Data —
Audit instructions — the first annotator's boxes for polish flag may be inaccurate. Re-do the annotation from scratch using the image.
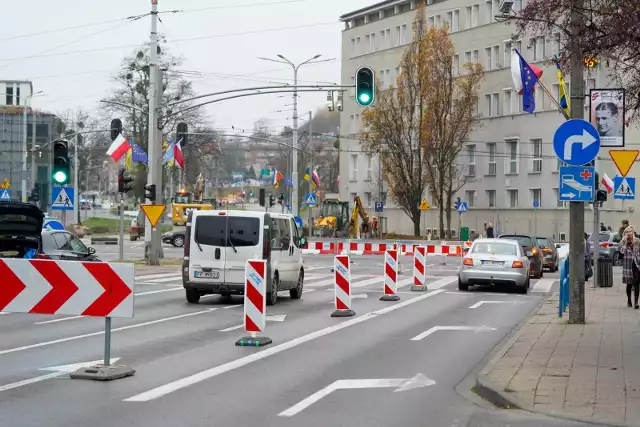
[107,134,131,162]
[173,141,184,169]
[600,173,613,194]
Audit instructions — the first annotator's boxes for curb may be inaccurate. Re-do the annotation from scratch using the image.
[475,292,640,427]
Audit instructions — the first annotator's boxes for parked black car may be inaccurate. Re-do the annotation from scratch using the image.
[498,234,544,279]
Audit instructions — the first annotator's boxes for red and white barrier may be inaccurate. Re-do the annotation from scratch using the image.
[411,246,427,291]
[236,259,271,347]
[331,255,356,317]
[380,249,400,301]
[0,258,135,318]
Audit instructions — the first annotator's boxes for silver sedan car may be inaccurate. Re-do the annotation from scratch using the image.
[458,239,530,294]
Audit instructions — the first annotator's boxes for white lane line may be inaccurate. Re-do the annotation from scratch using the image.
[124,290,444,402]
[0,306,219,356]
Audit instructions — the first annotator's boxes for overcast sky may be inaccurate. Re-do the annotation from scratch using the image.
[0,0,375,134]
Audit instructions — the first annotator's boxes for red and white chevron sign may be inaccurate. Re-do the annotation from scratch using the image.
[0,259,135,317]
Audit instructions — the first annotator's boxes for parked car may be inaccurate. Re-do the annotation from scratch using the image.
[498,234,544,279]
[458,238,531,294]
[162,230,185,248]
[536,237,560,273]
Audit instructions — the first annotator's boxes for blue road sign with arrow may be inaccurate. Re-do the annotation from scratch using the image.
[553,119,600,166]
[558,166,596,202]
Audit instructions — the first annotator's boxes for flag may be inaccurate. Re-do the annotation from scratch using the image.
[131,140,149,163]
[600,173,613,194]
[107,134,131,162]
[273,168,284,188]
[553,56,571,117]
[511,49,542,114]
[173,140,184,169]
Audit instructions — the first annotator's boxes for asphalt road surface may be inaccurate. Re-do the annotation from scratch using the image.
[0,256,608,427]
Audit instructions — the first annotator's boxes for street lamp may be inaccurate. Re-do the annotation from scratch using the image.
[258,54,334,216]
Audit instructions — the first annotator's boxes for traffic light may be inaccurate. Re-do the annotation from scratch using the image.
[118,168,133,194]
[176,123,189,147]
[52,139,71,185]
[144,184,156,203]
[111,119,122,141]
[356,67,376,107]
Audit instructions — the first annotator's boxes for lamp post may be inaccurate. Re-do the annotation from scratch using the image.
[258,54,333,216]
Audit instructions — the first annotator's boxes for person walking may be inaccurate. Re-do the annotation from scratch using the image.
[619,226,640,310]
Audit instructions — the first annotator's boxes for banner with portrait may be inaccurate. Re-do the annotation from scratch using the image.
[589,89,625,147]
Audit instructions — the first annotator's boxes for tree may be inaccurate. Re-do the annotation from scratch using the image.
[361,6,482,236]
[510,0,640,125]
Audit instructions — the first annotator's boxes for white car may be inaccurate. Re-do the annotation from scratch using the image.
[182,210,306,305]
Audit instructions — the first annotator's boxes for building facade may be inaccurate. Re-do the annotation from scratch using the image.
[340,0,640,240]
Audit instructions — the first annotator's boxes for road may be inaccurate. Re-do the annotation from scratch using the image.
[0,256,608,427]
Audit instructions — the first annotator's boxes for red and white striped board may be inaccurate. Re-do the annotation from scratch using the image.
[244,259,267,335]
[331,255,356,317]
[380,249,400,301]
[411,246,427,291]
[0,258,135,318]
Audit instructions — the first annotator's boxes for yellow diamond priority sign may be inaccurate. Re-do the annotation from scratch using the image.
[609,150,640,176]
[140,205,167,228]
[419,199,431,211]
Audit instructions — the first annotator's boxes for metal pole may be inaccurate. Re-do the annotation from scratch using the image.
[569,0,585,324]
[103,317,111,366]
[292,65,300,216]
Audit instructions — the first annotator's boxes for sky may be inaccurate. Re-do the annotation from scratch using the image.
[0,0,375,131]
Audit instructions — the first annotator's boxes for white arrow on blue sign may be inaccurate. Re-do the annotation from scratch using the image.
[553,119,600,166]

Stated problem — Copy every one of the records above word for word, leaving out the pictures.

Answer for the task —
Audit instructions — the first annotator's boxes for polish flag may be inaccurate. Re-do the annotation from scratch using the image.
[107,134,131,162]
[173,141,184,169]
[600,173,613,194]
Audit instructions — the first annotator's boxes for curb may be inaccurate. Re-do the annotation from scratch using the image.
[475,292,640,427]
Audit instructions — the first annotator's boxes for parked black car may be inaccurate. Re-do the annotation from scratch using the image.
[498,234,544,279]
Audit instructions — the first annotator's boxes for red and white barrier may be inaccurate. Re-do the annotation from scratch using the image.
[411,246,427,291]
[236,259,271,347]
[331,255,356,317]
[380,249,400,301]
[0,258,135,318]
Audit instructions — the first annotator's boxes for silver sedan car may be inaccurate. Re-do the annotation from scratch using the image.
[458,239,530,294]
Audit instructions — the first annotator's boxes for white lane line may be inaccurate. Re-do the annotation from scratch using the image.
[124,290,444,402]
[0,306,219,356]
Audit instructions — the first annotator's boxes for overcast sky may be inaccurate. Re-do the annotation from scratch using the image.
[0,0,375,134]
Audit instructions — the first annotator's boxes for red and white chevron sign may be inaccurate. Re-do the annotation from scratch using the image.
[0,259,135,317]
Audit instructions — the first annotator's boxes for parked car may be inaccurate. Re-do the annotation from scratch using the image.
[498,234,544,279]
[458,238,531,294]
[162,230,185,248]
[536,237,560,273]
Audit instructions — the first annotator's boxes for blue road sign with arrow may be inaccurate. Re-do the annotation from scratch using the image.
[553,119,600,166]
[558,166,596,202]
Audit instructions — the first annotator's boxes for flag may be inaccurate. Re-do the annotation from scratch using the image.
[131,140,149,163]
[600,173,613,194]
[107,134,131,162]
[273,168,284,188]
[553,56,571,117]
[511,49,542,114]
[173,140,184,169]
Audit instructions — the first annotator's boxes for asphalt road surface may be inaccurate. Re-do the annotation from scratch using the image.
[0,256,608,427]
Audit instructions — the first annotator's boxes for street lamp may be inaccurate. Re-do the annotation from scratch using the image.
[258,54,334,216]
Audit instructions — the first annotator's boxes for traffic light may be inaccurate. Re-do the annotation from scratch using the image.
[118,168,133,194]
[176,123,189,147]
[52,139,71,185]
[144,184,156,203]
[111,119,122,141]
[356,67,376,107]
Audit instructions — the first annotator's boxes for lamp post may be inaccurate. Re-do the annotation from scratch using the image.
[258,54,333,216]
Audit instructions — the first annotator's boxes for person walking may be inaccurate. Re-do the annotation from scratch using the image.
[619,226,640,310]
Audit instructions — the first annotator's boxes for banner with portrait may be inaccurate. Re-do the annotation from scratch using the image.
[589,89,625,147]
Audit instructions — the first annotator's boxes for tree may be inaccurate. Re-do the annotation from scratch using the image.
[361,6,482,236]
[510,0,640,125]
Audit instructions — the first annotator's boxes for white car may be inaccurate. Re-do the annotation from scratch using the image.
[182,210,306,305]
Audit instructions — the first annotator's boxes for building facade may be inaccurate. Re-do the annotation from scratch using the image.
[340,0,640,240]
Audit instructions — the first annotator's boxes for road may be inaccurate. Re-do the annotation from scratch using the image.
[0,256,608,427]
Audit instructions — the first annotator's boxes for red and white striped board may be inaccurate. Re-do the annotation from scratch using the image.
[244,259,267,335]
[331,255,356,317]
[380,249,400,301]
[411,246,427,291]
[0,258,135,318]
Audit instructions — the first annotator's boxes for yellow diamond priority sign may be inaccurate. Re-do the annotation from scratch using the image.
[609,150,640,176]
[140,205,167,228]
[419,199,431,211]
Audit instructions — the first annotator's boxes for metal pole may be inaccurate. Re-do the annotation from scratch using the image.
[569,0,585,324]
[103,317,111,366]
[292,65,300,216]
Audit instructions — the first annotator's boxes for sky may be inaccurate. Re-do the annotation from scratch using the image.
[0,0,375,131]
Audit instructions — the first annotator's boxes for white arrow on blue sign may be inaccurate. Re-do the annotation from scratch using the image.
[553,119,600,166]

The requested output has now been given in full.